- Description of the task: Set down the records below word for word, everything from the line containing "the black sneaker." down to the line containing "[134,180,196,195]", both included, and leave out the picture.
[begin Material for this exercise]
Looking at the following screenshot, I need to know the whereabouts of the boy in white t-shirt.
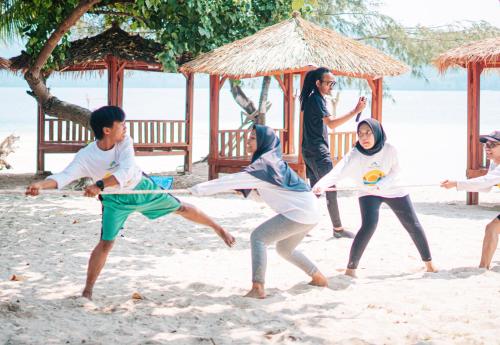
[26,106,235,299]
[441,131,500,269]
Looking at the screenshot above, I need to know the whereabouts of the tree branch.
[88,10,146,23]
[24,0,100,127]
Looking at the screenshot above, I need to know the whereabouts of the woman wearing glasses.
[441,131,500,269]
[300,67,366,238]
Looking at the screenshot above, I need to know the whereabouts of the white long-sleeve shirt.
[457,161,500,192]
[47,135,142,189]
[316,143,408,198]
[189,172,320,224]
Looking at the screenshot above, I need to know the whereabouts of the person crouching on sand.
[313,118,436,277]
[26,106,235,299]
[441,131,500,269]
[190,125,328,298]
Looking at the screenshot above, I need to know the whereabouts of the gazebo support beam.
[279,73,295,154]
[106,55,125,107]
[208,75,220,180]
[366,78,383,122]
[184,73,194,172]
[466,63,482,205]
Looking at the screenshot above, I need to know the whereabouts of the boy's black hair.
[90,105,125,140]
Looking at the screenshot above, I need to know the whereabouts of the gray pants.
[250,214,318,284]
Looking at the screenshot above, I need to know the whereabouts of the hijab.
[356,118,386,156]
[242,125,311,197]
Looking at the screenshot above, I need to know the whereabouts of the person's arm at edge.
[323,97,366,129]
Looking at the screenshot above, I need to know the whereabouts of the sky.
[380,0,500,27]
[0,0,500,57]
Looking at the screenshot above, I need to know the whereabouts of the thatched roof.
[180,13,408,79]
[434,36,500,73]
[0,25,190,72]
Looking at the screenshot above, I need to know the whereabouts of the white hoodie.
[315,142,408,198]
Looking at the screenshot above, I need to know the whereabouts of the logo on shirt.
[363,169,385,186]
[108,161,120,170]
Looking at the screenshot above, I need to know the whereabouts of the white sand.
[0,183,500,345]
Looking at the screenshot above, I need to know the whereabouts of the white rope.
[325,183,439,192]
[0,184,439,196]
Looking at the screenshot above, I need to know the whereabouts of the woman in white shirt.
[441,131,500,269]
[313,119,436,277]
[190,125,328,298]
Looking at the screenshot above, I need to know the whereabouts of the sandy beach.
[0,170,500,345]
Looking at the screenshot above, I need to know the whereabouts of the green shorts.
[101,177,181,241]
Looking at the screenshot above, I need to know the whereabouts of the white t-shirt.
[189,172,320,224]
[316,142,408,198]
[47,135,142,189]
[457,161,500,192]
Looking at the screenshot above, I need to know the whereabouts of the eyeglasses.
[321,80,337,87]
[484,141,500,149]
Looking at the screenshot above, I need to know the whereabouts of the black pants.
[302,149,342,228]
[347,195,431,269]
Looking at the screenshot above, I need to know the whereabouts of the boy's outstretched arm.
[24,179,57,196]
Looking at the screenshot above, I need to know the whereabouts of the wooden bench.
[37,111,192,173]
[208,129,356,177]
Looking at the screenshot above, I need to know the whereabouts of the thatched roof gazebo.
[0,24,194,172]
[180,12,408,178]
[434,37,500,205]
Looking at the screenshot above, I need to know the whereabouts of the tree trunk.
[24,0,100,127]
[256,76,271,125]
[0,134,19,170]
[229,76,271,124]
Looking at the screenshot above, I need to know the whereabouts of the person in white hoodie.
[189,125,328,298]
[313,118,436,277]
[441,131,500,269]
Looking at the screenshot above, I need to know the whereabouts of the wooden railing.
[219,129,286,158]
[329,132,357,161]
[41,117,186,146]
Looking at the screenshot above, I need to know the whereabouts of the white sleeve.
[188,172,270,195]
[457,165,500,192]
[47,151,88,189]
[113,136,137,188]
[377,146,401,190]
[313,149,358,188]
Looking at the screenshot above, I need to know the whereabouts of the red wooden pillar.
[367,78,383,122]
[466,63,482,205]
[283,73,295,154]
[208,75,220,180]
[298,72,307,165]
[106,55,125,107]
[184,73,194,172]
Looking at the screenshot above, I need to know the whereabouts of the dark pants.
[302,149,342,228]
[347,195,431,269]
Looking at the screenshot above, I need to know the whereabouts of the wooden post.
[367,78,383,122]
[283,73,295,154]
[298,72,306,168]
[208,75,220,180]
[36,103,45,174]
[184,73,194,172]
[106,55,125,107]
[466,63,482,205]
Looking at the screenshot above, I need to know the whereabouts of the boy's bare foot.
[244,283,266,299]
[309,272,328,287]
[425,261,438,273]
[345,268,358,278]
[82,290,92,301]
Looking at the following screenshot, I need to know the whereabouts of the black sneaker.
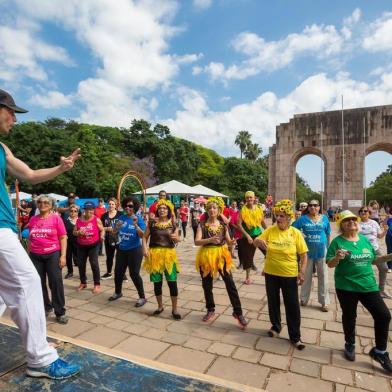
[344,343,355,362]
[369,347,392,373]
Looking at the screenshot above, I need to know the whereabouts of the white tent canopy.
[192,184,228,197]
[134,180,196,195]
[end Material for this exercise]
[begin Material for this exercise]
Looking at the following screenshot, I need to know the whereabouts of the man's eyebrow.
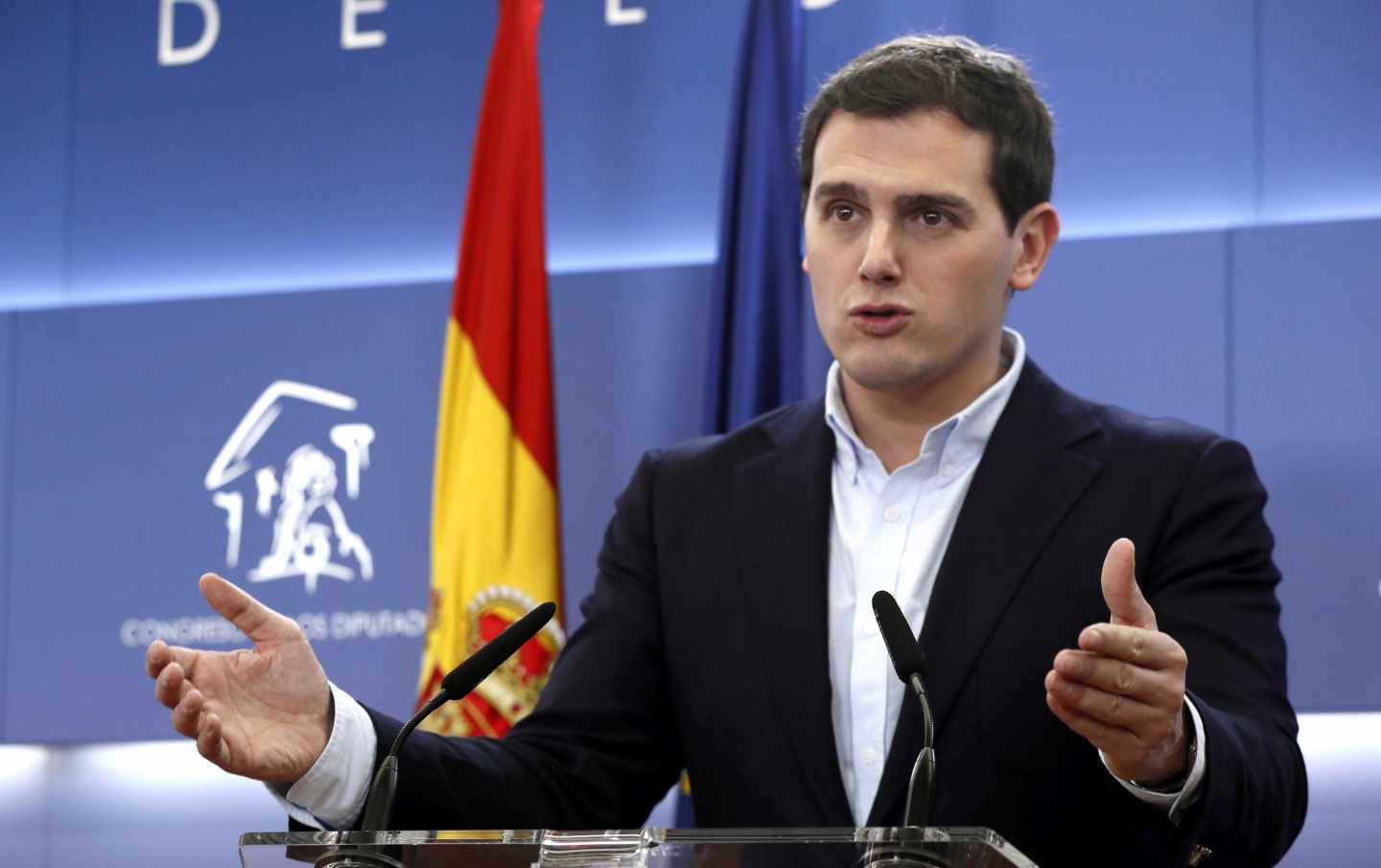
[end Material for this exercise]
- Task result:
Looking at the following screenshot, I need to know the whereabouts of the black sneaker.
[344,343,355,362]
[369,347,392,373]
Looking at the screenshot above, I need to know the whereabouts of the white tent canopy.
[192,184,228,197]
[134,180,196,195]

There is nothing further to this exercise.